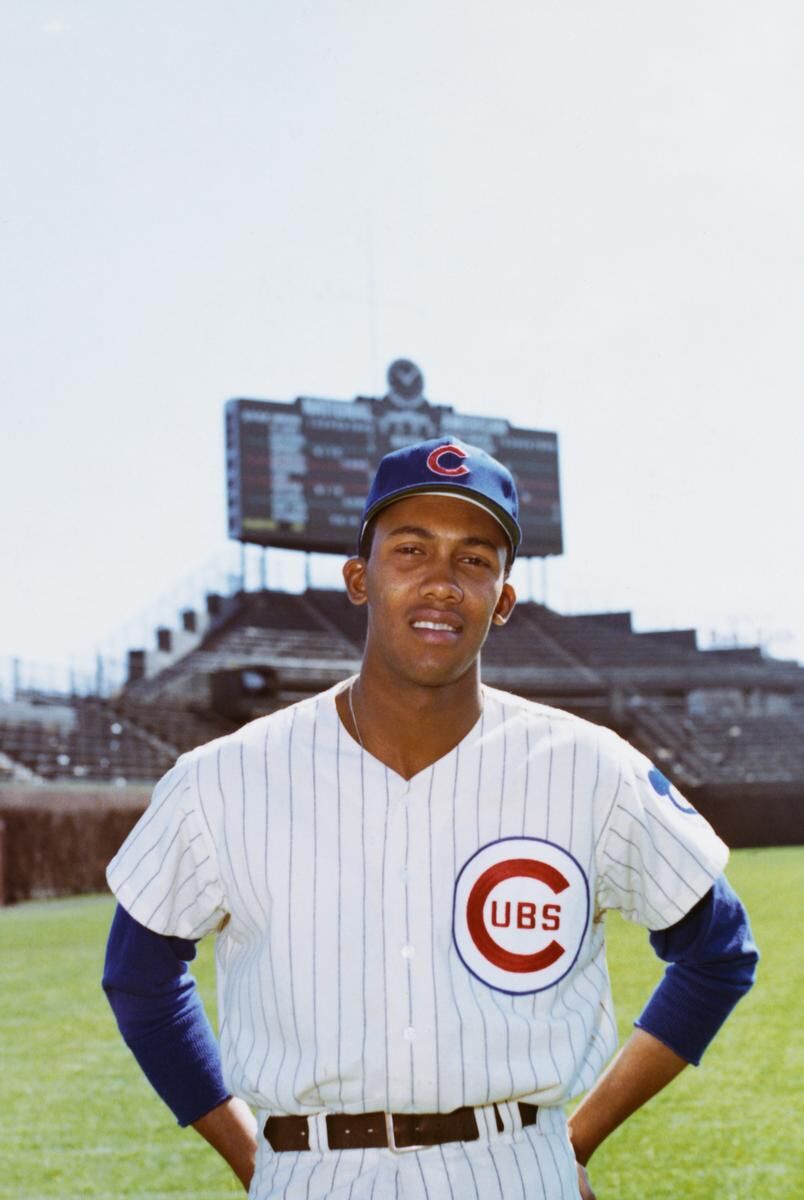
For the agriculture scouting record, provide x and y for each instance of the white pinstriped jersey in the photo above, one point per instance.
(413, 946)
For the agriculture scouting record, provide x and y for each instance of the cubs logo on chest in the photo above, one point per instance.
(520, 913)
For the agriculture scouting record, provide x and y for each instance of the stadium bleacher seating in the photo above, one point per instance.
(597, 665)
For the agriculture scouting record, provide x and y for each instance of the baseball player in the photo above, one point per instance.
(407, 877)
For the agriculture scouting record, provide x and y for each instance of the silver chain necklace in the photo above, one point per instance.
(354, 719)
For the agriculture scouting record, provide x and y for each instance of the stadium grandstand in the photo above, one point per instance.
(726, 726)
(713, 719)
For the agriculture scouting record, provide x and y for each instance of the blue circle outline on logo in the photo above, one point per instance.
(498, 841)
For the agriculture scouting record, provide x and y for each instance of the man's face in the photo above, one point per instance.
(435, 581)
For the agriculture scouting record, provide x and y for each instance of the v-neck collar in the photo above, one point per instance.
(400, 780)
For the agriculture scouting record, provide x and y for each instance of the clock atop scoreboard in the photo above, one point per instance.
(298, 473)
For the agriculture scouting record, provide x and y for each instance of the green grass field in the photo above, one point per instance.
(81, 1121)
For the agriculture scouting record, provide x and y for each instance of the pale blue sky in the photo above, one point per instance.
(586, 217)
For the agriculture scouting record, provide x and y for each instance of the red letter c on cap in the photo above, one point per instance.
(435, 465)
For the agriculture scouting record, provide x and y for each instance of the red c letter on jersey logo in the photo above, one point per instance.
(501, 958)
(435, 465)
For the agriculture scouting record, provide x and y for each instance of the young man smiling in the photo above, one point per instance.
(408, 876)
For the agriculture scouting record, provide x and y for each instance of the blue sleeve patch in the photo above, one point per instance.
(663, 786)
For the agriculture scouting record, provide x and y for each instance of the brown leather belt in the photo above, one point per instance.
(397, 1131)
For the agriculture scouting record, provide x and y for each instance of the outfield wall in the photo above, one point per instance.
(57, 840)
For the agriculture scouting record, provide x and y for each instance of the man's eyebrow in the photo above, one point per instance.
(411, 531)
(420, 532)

......

The task calls for every record to be transcribed exactly, with no images included.

For the agriculture scouting record, provide x and y for each instance of the white pinstriped jersey in the photo above, one point per instance.
(413, 946)
For the agriculture scouting record, provide x and y for each instance of the cubs logo on chest in the photo above, one point per instance.
(520, 913)
For the agriculture scouting record, provide x and y for each instance of the stadium bleacher seating in the photo above, one point per instance.
(597, 665)
For the agriculture scouting record, provide x and y for each instance of the baseball player in the photo above, one point per instance.
(407, 877)
For the agriculture scouting record, provide x and y for each instance of the silver chain necklace in the photo above, one point per instance.
(354, 719)
For the agriculture scouting record, provide x and y for each instance of the stadium grandstand in the photo above, one point per instance.
(726, 726)
(713, 719)
For the agriculture scouting record, provide x and y for each instance of the blue circle outline on logo in the photo above, one point per instance.
(498, 841)
For the agriculture scouting record, provide x and y for each instance of the man's face in the photo above, one point per instance.
(435, 581)
For the agriculture scouting record, provide x and y for each instance of the v-neck collar in the photo above, one point per instance.
(400, 780)
For the agriculture scouting record, provide x and y for each instance of the clock atop scoreboard in the photo above, one point per instance.
(298, 473)
For the agriculture scouting record, provide x and y for each instance of the green grass field in the photo above, one point per instance.
(81, 1121)
For the agriculture scouting record, provide x and y for each instance of the pale blue sky in the photo above, one point per instance.
(586, 217)
For the agriculture scouting record, provide x and y for each instance of the red letter c on cap in the photo above, one point per instance.
(435, 465)
For the agriculture scouting record, provide x and y for each instance of the red c letter on jersey logo in the photo above, one point per instance.
(501, 958)
(435, 465)
For the agriculture scouting record, provide x and y for each instance of the young man smiling in the photo above, one point per instance.
(408, 876)
For the agriculture scouting record, provide x and y for each instance of the blue sleeve patch in the photo above, one point per instance.
(663, 786)
For the agriculture scouting record, provide x and y for each instance of the brown leather belt in the photo above, one point per instance.
(397, 1131)
For the agriculture scouting record, provide x and y for each instance of the outfield wall in the photo above, one point per instance.
(57, 840)
For the agriculture scouting record, provide x and y for each instance of the man's eyebrow in the photo above, one point per instance.
(411, 531)
(420, 532)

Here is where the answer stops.